More tidbits for you. First, comparing the new vision to the old vision ... and lest I terminally confuse you, I mean the new lens in the left eye to the "normal" one in the right ... The new lens is already better, sharper, clearer vision than the other eye, and both used to have nearly 20-20 vision, just reading corrections. This is after less than a week, and the only other difference is that the natural lens has a bit of a yellow tint to it and the artificial one leans a tad bluish. Not a big deal, just interesting. I'm told the eye will stabilize in a few weeks, but if it stays just as it is right now, I'm more than happy.
The tree is up and decorated, as decorated as it will get this year. That always means bubbler lights, and we have three strings of the good old-fashioned kind, hooked up end-to-end. If there's going to be a tree, there have to be bubblers. If we don't feel like all the work of a tree, there will still be bubbler lights, somewhere. This year it meant that my craft table got moved, aka put away, and the futon got put in its place by the patio window, making room for the tree on the lanai with its lights shining in the dining room window. It also means Steve did the heavy work this year, since I wasn't allowed. Mustn't bump the new lens.
I hope I don't have to tell you what all that heavy work did to Steve's knees, especially the one that got the big knock last year, the one that never was much good (oh hey, that means both, actually) but never really healed in the past year. Just as well then that today was his scheduled lumbar block. That means in-and-out , aka day surgery, with an injection on one side of the spinal column 'cause they can't do both sides at once. The point is to numb his knee to block the pain so he doesn't need painkillers all the time and can approach functioning on that leg.
We don't know if it worked. For some folks it does, some not. What I can vouch for is that it took two of the medical staff to walk him out to the car and sit him down in it so I could drive him home. I can also vouch that while he was out from under the general anesthetic, he was higher than a kite for past the time we got home, and after a little supper, went to bed. High for Steve is a combination of motor-mouth and having to be persuaded frequently that when they tell him he can't drive for 24 hours they do NOT mean tomorrow morning when the procedure was at 6 PM! But at least for tonight he was literally feeling no pain.
One of the satellite TV networks has been offering what they call the "Battle of the Nutcrackers", where 5 different ballet companies from around the world put on their version of The Nutcracker and you can watch them all and pick your favorite. OK, I love the music, so I really could listen 5 times in 5 days. However, not a single one of them was up to snuff for me.
= = = =
### Tasks for this exercise
1. In the post, why did Steve do the heavy work of setting up the tree this year? Answer in one to three sentences.
2. Using the post, decide whether each statement agrees with it. Answer yes or no, and quote the deciding words.
(a) The new lens in the left eye already gives clearer vision than the right eye.
(b) Steve's lumbar block was injected on both sides of the spinal column.
(c) The writer found one of the five Nutcracker versions satisfying.
3. Summarize the post in three sentences.
= = = =
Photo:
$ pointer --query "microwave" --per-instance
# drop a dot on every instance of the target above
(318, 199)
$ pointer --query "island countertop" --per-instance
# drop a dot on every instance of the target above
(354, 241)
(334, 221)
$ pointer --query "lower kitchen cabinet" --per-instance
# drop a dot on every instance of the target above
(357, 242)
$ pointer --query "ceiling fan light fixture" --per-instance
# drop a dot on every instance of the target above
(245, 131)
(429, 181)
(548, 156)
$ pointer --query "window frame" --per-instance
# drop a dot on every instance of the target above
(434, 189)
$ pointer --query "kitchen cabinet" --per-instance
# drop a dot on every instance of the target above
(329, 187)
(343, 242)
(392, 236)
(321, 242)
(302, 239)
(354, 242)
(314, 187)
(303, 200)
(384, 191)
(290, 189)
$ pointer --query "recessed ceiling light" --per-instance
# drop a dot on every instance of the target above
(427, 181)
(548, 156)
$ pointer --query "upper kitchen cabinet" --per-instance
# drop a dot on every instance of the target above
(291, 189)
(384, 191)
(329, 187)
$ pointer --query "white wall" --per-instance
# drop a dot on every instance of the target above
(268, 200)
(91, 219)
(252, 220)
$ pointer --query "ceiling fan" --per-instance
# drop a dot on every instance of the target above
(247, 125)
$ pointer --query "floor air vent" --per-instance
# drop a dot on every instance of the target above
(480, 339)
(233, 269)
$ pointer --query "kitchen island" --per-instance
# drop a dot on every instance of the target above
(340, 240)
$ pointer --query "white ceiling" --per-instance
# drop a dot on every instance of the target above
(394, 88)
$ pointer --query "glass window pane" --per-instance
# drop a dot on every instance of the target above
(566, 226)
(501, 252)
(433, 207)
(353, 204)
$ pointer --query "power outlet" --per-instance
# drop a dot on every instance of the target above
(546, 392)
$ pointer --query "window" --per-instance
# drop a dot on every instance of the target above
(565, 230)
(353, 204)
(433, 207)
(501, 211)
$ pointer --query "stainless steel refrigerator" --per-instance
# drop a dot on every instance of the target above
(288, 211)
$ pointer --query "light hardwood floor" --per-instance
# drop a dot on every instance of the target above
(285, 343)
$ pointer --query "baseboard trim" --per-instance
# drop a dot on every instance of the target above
= = = =
### Answers for each item
1. The writer wasn't allowed to do heavy work after eye surgery. The post explains: "Mustn't bump the new lens."

2.
(a) Yes: "The new lens is already better, sharper, clearer vision than the other eye"
(b) No: "an injection on one side of the spinal column 'cause they can't do both sides at once"
(c) No: "not a single one of them was up to snuff for me."

3. After less than a week, the new artificial lens in the writer's left eye already gives sharper, clearer vision than the natural right eye, with only a slight difference in tint. Since the writer mustn't bump the new lens, Steve did the heavy work of putting up the tree with its bubbler lights, which was hard on his knees, and that day he had a scheduled lumbar block meant to numb his knee pain. It isn't yet known whether the block worked, but he was high and feeling no pain that night, and the writer loves the Nutcracker music yet found none of the five ballet versions on TV up to snuff.